Please repeat word for word the part of the Masco Corporation filing below, starting with "This Plan will" and going on through "applicable Federal law.".

* _PAGE EXCERPT_

_ _ _

We consent to the incorporation by reference in the registration statement of
Masco Corporation on Form S-8 of our report dated February 18, 1997, on our
audits of the consolidated financial statements and financial statement
schedules of Masco Corporation and subsidiaries as of December 31, 1996 and
1995, and for each of the three years in the period ended December 31, 1996,
which report is incorporated by reference from the Masco Corporation Annual
Report on Form 10-K for the year ended December 31, 1996.


/s/ Coopers & Lybrand L.L.P.


Coopers & Lybrand L.L.P.
Detroit, Michigan
July 7, 1997  






                                                            Exhibit 23.b








                       CONSENT OF INDEPENDENT ACCOUNTANTS


We consent to the incorporation by reference in the registration statement of
Masco Corporation on Form S-8 of our report dated February 28, 1997, on our
audits of the consolidated financial statements and financial statement schedule
of MascoTech, Inc. and subsidiaries as of December 31, 1996 and 1995, and for
each of the three years in the period ended December 31, 1996, which report is
incorporated by reference from the Masco Corporation Annual Report on Form 10-K
for the year ended December 31, 1996.


/s/ Coopers & Lybrand L.L.P.


Coopers & Lybrand L.L.P.
Detroit, Michigan
July 7, 1997  






                                                                     Exhibit 99

                               MASCO CORPORATION 
                     1997 NON-EMPLOYEE DIRECTORS STOCK PLAN

Section 1.  Purpose

      The purpose of this Plan is to ensure that the non-employee Directors of
Masco Corporation (the "Company") have an equity interest in the Company and
thereby have a direct and long term interest in the growth and prosperity of the
Company by payment of part of their compensation in the form of common stock of
the Company.

Section 2.  Administration of the Plan

      This Plan will be administered by the Company's Board of Directors  (the
"Board"). The Board shall be authorized to interpret the Plan, to establish,
amend, and rescind any rules and regulations relating to the Plan and to make
all other determinations necessary or advisable for the administration of the
Plan. The Board's interpretation of  the terms and provisions of this Plan shall
be final and conclusive. The Secretary of the Company shall be authorized to
implement the Plan in accordance with its terms and to take such actions of a
ministerial nature as shall be necessary to effectuate the intent and purposes
thereof.  The validity, construction and effect of the Plan and any rules and
regulations relating to the Plan shall be determined in accordance with the laws
of the State of Michigan and applicable Federal law.

_ _ _

* _PROVIDED DATA_
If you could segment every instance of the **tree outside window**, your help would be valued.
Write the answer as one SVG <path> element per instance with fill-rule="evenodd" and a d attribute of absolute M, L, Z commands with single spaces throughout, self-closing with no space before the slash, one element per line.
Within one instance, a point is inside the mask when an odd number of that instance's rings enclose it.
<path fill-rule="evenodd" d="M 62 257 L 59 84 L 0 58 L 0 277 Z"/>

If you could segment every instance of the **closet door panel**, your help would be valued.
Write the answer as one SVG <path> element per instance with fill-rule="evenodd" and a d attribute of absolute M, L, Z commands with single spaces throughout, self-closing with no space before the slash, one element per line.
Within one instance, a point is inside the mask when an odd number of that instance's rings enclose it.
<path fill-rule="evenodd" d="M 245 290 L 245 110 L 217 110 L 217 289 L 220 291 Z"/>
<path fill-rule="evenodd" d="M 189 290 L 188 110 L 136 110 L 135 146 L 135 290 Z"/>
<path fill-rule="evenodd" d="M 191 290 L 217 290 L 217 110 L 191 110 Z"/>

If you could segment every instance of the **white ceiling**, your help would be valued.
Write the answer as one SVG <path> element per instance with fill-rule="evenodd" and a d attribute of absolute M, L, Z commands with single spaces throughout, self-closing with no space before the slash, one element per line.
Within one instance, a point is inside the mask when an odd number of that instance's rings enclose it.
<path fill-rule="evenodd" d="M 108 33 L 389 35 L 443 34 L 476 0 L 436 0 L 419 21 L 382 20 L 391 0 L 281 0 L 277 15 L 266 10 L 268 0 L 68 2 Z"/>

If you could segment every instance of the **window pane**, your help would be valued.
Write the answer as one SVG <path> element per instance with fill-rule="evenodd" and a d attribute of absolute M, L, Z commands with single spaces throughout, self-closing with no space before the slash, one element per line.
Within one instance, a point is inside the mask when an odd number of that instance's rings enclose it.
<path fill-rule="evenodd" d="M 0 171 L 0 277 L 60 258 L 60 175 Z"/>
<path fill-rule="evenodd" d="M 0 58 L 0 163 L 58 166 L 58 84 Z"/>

_ _ _

* _WRITTEN REPLY_
This Plan will be administered by the Company's Board of Directors  (the
"Board"). The Board shall be authorized to interpret the Plan, to establish,
amend, and rescind any rules and regulations relating to the Plan and to make
all other determinations necessary or advisable for the administration of the
Plan. The Board's interpretation of  the terms and provisions of this Plan shall
be final and conclusive. The Secretary of the Company shall be authorized to
implement the Plan in accordance with its terms and to take such actions of a
ministerial nature as shall be necessary to effectuate the intent and purposes
thereof.  The validity, construction and effect of the Plan and any rules and
regulations relating to the Plan shall be determined in accordance with the laws
of the State of Michigan and applicable Federal law.